[Stored records]
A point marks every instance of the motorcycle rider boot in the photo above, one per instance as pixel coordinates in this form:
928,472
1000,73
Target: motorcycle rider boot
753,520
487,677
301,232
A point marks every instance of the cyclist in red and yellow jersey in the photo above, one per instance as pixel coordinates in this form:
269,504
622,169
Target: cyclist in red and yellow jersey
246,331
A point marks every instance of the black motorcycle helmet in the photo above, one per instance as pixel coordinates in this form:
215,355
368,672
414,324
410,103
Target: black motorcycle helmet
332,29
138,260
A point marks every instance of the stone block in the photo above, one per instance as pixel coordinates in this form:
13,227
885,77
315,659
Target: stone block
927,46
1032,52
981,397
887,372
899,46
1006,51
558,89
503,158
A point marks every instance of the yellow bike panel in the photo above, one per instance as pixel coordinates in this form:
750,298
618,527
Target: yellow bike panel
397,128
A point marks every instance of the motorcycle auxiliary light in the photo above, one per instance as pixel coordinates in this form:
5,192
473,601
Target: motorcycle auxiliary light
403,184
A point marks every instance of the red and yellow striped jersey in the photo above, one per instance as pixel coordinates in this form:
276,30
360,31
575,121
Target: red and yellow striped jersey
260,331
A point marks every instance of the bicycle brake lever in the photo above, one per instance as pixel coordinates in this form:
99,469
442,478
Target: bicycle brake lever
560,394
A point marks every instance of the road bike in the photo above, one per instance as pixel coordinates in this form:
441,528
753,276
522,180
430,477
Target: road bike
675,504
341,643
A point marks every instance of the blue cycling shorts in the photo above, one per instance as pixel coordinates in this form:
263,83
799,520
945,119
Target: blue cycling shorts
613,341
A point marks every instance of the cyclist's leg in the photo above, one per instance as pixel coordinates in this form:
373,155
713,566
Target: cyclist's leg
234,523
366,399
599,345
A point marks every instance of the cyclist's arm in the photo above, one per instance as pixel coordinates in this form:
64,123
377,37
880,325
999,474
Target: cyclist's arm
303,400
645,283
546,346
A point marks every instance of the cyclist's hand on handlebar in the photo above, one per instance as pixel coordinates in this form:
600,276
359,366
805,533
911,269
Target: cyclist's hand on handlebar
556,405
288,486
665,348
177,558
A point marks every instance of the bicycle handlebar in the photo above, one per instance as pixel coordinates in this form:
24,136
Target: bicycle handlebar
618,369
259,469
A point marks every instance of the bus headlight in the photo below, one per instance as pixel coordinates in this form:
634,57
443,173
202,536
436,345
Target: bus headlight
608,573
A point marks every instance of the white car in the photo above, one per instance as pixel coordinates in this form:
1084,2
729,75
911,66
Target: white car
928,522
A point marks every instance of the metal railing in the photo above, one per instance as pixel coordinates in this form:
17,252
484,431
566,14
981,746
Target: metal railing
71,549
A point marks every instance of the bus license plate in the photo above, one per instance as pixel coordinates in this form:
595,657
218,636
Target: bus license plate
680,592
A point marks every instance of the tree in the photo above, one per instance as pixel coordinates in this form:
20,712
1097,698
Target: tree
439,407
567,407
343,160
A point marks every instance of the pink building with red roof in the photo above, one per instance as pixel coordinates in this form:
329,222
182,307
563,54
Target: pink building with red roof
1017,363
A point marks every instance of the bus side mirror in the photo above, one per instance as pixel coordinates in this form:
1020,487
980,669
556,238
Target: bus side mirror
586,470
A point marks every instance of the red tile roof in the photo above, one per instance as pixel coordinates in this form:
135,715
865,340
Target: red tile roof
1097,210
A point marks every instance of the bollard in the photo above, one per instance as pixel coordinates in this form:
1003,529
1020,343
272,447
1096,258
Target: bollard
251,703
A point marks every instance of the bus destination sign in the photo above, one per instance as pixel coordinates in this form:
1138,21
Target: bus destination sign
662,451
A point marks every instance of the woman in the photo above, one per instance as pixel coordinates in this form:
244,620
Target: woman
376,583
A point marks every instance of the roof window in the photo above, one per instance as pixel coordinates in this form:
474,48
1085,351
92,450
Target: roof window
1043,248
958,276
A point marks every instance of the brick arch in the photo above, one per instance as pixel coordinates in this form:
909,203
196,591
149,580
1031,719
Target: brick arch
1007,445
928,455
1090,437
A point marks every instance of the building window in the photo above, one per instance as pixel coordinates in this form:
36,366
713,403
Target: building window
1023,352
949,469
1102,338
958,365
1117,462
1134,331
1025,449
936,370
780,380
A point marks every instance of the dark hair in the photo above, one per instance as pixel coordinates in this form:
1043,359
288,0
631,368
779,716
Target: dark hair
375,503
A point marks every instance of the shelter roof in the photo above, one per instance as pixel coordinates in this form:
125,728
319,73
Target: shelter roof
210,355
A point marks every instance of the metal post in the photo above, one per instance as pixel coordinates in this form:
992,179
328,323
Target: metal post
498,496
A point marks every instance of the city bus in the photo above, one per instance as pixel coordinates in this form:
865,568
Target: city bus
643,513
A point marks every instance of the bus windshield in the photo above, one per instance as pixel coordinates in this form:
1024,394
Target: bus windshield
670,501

* _Exercise task_
Repeat precisely the lines of the data starting at the one containing "A point marks every instance of the building", last line included.

* _Response to the task_
A point marks every instance of the building window in the photo above, one per instance as pixel coordinates in this form:
36,366
713,403
Target: building window
1023,352
949,469
1102,338
958,365
1117,462
1134,331
1025,449
936,370
780,380
A point marks every instance of the dark hair in the photo above, one per instance as pixel coordinates in this form:
1043,359
288,0
631,368
779,716
Target: dark hair
375,503
A point marks every instance of the shelter roof in the photo above, one per instance as pixel coordinates in this form:
125,728
319,73
Target: shelter roof
210,355
A point marks every instance of the metal post in the photo above, one per instance as pixel coordinates in this form:
992,179
328,323
Target: metal post
498,496
A point marks every instance of the city bus in the photo above, one per instance as pixel coordinates in this form:
865,568
Target: city bus
643,513
A point marks every instance of the bus windshield in the photo above, one per instance as pixel coordinates in this form:
1024,394
Target: bus windshield
670,501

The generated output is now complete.